• TRAVAIL À FAIRE:
1 – Répondez à ces questions sur l'article consacré aux Championnats du monde d'escalade 2025 :
(a) Dans quelle ville se déroulent ces Championnats ?
(b) Quel complexe accueillera la compétition ?
(c) Tous les combien ces Championnats du monde ont-ils lieu ?
2 – Prolongez l'article sur les Championnats du monde d'escalade 2025 à partir de sa dernière phrase.

• TEXTE À LIRE:
= = = =

Championnats du monde d'escalade 2025 : le show et le froid
- Matthieu Amaré

- 16 sept.
- 7 min de lecture
Dernière mise à jour : 17 sept.
Après une saison 2025 marquée par l'absence des stars et les questionnements sur l'attractivité du circuit IFSC, les Championnats du Monde de Séoul (21-28 septembre) s'annoncent comme le grand test de vérité de l'escalade de compétition. Entre les stars qui reviennent, les espoirs qui grimpent et les 1001 questions qui se posent, est-ce que les Mondiaux sont bel et bien repartis pour le show ?

Le hall d'entrée du KSPO DOME de Séoul résonne déjà des échos de préparation. Dans quelques jours, du 21 au 28 septembre, ce complexe du parc olympique de la capitale accueillera ce que l'escalade sportive fait de plus prestigieux : ses Championnats du Monde bisannuels. Pourtant, il y a encore quelques mois, on aurait pu légitimement se demander si cet événement susciterait encore l'engouement d'antan. Car 2025 restera comme l'année où les plus grandes stars ont déserté le circuit, où les podiums ont semblé tourner à vide, où certains des plus fervents supporters ont commencé à décrocher.

= = = =

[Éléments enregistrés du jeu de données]
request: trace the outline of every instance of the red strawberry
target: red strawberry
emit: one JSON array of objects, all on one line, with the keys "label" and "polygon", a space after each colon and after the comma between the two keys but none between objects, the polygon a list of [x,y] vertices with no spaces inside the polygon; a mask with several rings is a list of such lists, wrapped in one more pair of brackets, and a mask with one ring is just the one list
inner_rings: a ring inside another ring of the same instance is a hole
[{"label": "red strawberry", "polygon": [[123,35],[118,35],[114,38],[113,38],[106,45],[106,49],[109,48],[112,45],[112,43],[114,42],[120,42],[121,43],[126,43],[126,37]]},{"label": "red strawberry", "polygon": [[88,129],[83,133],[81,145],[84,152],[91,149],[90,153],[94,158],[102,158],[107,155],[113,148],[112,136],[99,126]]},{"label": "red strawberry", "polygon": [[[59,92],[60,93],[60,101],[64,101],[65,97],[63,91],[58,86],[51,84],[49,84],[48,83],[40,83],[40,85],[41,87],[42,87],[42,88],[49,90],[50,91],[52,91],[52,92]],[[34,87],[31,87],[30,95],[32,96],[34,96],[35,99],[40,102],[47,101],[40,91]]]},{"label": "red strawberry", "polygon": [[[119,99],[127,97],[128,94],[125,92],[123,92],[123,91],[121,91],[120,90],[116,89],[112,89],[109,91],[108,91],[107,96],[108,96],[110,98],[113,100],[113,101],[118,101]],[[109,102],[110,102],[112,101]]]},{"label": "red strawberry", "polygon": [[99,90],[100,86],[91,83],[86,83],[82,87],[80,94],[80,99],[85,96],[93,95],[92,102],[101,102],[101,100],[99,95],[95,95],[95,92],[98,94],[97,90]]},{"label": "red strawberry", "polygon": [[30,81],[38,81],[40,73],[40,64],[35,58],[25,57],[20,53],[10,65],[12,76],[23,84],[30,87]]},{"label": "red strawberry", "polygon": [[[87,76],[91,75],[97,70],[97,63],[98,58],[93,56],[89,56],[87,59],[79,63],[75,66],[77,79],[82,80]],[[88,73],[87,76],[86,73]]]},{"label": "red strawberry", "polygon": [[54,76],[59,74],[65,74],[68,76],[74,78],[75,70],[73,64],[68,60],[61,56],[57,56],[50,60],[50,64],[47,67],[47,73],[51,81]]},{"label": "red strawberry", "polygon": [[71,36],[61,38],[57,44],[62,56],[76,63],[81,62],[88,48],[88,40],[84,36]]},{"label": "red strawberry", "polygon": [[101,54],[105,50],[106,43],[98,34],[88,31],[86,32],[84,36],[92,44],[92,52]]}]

= = = =

• RÉPONSES PAR TÂCHE:
1 –
(a) À Séoul.
(b) Le KSPO DOME, dans le parc olympique de Séoul.
(c) Tous les deux ans : ils sont bisannuels.

2 –
Séoul l'after ?
Mais voilà que septembre approche, et avec lui, un phénomène curieux : tous les absents de la saison reviennent soudainement au bercail. Janja Garnbret, qui n'a disputé que deux Coupes du Monde cette année, sera là. Jakob Schubert, invisible depuis sa blessure, a fait son retour à Koper pour se préparer. Même Adam Ondra, pourtant critique envers l'évolution du circuit, s'alignera au départ des voies coréennes. Cette convergence subite interroge : les Championnats du Monde conservent-ils encore cette aura particulière qui fait courir les champions ? Ou assistons-nous plutôt au dernier sursaut d'une discipline qui peine à retrouver ses marques après l'euphorie olympique ?
« Où sont passées la narration et l'histoire ? »
Un fan d'escalade sur le réseau social, Reddit.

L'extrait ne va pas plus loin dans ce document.